__Problem to solve__
Locate every line in the items below that contains the string "ridge" and copy each such line in full. The match is case-sensitive.

(Recorded data)

··········

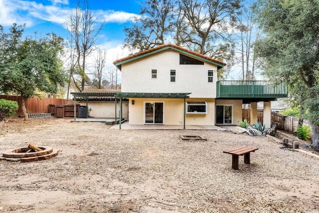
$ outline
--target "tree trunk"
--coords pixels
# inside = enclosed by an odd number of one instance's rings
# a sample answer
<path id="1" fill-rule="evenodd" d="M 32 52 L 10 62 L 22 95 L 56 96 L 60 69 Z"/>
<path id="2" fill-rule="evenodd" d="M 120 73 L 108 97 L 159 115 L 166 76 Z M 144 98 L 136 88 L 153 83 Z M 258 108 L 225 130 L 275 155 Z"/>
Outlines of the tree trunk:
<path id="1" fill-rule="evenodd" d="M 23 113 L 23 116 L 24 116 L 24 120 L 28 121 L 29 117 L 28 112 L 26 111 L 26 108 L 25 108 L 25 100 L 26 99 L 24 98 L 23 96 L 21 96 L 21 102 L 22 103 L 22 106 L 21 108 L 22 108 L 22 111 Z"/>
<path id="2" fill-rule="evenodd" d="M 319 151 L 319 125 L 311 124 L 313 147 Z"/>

··········

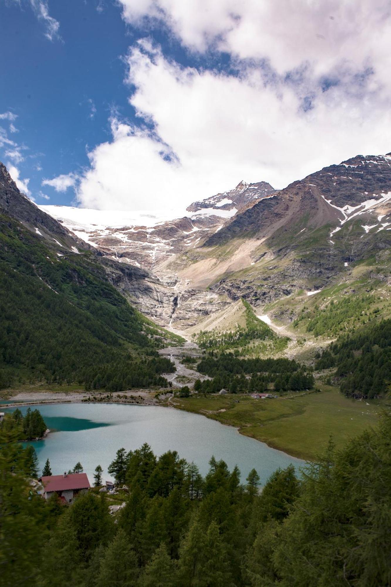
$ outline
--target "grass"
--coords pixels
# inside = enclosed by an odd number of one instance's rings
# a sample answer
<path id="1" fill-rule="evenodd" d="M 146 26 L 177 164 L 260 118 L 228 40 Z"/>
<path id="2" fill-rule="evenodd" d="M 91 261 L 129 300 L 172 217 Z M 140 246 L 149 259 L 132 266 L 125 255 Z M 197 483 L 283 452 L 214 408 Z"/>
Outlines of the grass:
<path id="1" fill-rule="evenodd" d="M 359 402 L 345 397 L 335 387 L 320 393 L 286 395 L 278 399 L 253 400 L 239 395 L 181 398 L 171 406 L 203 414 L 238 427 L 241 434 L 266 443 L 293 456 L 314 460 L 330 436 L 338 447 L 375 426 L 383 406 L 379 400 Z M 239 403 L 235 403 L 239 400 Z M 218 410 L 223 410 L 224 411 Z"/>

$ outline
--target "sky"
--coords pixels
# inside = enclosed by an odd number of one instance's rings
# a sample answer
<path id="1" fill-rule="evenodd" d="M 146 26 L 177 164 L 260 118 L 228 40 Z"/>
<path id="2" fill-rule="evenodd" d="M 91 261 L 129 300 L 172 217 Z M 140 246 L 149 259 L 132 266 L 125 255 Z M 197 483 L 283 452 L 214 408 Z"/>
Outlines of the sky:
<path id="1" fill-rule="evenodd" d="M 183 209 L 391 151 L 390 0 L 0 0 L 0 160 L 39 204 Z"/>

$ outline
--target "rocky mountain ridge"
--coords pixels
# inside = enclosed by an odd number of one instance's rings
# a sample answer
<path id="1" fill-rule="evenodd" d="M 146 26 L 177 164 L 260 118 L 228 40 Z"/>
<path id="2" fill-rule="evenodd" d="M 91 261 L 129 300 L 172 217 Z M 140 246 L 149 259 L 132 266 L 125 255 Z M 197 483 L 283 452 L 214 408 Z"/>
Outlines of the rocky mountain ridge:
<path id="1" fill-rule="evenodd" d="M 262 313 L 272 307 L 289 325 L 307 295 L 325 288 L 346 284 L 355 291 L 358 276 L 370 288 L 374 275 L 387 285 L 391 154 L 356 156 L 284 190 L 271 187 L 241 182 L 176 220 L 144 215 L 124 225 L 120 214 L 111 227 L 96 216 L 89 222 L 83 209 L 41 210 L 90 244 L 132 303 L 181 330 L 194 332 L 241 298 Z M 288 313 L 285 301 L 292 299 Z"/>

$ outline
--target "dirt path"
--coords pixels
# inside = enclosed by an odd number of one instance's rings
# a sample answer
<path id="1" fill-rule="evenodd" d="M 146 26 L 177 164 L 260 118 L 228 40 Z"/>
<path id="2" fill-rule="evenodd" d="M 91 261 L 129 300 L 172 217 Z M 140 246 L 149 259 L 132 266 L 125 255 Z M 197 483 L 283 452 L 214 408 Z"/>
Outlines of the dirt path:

··········

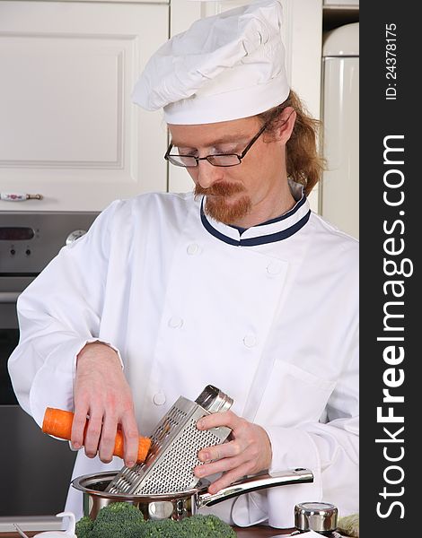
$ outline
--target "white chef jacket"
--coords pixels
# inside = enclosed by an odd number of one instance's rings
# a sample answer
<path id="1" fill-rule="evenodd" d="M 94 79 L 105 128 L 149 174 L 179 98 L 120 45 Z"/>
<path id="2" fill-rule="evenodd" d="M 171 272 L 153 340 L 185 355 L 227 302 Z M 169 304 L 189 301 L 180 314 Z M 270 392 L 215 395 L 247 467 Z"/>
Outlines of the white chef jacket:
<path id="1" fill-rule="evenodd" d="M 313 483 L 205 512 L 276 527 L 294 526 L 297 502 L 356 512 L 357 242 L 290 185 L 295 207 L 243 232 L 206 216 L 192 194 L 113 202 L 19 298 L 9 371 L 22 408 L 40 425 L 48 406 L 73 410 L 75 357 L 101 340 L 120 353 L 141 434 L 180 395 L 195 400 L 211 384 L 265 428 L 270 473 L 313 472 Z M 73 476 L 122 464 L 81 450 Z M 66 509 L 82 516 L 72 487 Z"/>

··········

__Correct result__
--target "rocky mountain ridge"
Outlines of the rocky mountain ridge:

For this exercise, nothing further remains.